◆ **Task**:
Render the data from the line containing "One point per instance, written like point(97, 120)" up to and including the line containing "point(191, 85)" as a JSON list of strings, one string per line and with blank lines omitted.
--- Start Dataset excerpts ---
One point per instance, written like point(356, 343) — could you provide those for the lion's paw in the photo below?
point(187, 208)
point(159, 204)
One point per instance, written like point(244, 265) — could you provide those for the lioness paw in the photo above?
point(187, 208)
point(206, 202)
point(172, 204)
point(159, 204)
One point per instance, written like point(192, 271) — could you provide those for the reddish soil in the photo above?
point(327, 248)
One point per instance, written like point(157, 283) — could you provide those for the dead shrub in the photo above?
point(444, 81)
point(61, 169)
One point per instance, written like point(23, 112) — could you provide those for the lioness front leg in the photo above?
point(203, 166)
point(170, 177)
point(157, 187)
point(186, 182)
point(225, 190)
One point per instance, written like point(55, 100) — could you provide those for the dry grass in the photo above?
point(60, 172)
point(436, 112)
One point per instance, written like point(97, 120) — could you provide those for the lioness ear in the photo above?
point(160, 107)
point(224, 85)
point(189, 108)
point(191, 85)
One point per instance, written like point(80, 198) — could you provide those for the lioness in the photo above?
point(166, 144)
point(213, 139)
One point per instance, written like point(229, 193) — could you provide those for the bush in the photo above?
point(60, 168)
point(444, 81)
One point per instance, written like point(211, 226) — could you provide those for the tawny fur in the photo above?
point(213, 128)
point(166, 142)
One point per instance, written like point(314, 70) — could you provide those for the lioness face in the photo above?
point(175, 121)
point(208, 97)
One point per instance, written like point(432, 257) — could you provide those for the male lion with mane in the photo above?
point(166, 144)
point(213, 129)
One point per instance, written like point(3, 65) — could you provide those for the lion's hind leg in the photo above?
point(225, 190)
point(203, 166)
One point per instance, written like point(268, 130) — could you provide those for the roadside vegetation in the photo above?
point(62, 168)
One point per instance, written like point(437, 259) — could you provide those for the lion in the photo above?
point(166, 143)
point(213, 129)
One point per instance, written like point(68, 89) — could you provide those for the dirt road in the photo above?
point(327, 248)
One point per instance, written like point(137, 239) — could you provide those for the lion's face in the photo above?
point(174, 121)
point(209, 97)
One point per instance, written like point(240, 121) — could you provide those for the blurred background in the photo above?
--- End Dataset excerpts ---
◆ **Solution**:
[
  "One point per instance, written like point(97, 120) — could you provide those for the lioness ear in the photo above?",
  "point(160, 107)",
  "point(224, 85)",
  "point(189, 108)",
  "point(191, 85)"
]